»»

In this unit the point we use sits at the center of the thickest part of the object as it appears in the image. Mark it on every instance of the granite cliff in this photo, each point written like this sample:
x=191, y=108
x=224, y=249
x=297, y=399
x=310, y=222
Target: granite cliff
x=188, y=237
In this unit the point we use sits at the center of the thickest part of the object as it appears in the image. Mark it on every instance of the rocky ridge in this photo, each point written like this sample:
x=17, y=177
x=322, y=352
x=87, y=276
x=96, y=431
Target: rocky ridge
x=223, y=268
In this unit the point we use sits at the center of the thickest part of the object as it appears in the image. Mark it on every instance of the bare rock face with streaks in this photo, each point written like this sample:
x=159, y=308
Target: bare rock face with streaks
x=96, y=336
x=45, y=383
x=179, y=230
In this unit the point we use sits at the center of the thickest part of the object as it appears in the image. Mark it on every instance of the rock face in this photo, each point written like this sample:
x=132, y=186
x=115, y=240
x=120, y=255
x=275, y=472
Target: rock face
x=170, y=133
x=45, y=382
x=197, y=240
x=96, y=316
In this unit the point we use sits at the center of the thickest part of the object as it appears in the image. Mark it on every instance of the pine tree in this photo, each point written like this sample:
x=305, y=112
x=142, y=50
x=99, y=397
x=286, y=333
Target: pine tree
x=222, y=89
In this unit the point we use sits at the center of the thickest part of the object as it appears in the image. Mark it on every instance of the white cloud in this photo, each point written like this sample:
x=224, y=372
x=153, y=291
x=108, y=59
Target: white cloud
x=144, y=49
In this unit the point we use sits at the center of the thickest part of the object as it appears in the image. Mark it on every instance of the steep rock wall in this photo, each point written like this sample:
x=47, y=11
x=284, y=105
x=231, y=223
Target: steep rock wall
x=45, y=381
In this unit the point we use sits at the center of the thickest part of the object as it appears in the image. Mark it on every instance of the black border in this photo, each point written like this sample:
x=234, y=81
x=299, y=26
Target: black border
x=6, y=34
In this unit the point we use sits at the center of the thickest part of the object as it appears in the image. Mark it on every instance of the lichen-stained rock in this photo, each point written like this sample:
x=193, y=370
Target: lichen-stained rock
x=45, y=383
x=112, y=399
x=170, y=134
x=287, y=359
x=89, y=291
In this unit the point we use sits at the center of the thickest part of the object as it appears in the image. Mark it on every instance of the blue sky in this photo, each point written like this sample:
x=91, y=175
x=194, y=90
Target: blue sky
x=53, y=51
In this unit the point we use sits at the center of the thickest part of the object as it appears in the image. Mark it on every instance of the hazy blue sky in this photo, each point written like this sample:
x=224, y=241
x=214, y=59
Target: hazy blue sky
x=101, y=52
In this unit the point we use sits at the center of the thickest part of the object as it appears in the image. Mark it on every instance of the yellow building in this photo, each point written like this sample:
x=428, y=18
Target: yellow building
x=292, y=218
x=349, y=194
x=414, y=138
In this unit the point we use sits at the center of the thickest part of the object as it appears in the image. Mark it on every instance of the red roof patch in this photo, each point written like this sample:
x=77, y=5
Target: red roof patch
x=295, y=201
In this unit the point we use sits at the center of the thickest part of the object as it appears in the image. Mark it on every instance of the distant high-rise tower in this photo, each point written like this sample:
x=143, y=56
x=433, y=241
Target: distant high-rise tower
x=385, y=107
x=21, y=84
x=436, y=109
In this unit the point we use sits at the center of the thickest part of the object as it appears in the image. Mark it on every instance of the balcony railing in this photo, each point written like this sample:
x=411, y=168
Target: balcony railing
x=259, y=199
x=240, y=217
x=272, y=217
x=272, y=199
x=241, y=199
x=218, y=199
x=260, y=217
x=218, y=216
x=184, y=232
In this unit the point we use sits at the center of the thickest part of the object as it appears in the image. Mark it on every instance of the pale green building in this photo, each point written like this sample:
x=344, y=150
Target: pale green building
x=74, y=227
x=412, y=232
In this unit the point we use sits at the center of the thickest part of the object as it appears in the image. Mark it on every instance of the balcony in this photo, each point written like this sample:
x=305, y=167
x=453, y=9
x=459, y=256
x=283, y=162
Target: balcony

««

● Your goal
The first line of the entries above and every line after it, up to and including the line with "x=275, y=472", should be set down exactly.

● Response box
In this unit the point we use sits at the center of the thickest part of the object as it appears in the image. Mark it on every instance of the granite cliff in this photo, each point written like this sample:
x=191, y=108
x=224, y=249
x=297, y=399
x=310, y=222
Target: granite cliff
x=188, y=237
In this unit the point we use sits at the center of the thickest part of the object as it appears in the image. Mark it on every instance of the rocky ridge in this photo, each point written like this sample:
x=17, y=177
x=322, y=352
x=87, y=276
x=96, y=431
Target: rocky ridge
x=223, y=268
In this unit the point we use sits at the center of the thickest part of the object as it appears in the image. Mark it on every instance of the bare rock face with streaks in this photo, each point written like this sample:
x=159, y=308
Target: bare rock face with streaks
x=96, y=336
x=45, y=383
x=179, y=230
In this unit the point we use sits at the center of the thickest part of the object as it appears in the image. Mark it on every instance of the rock face in this photo, each point written like this sample:
x=132, y=186
x=115, y=240
x=120, y=255
x=275, y=472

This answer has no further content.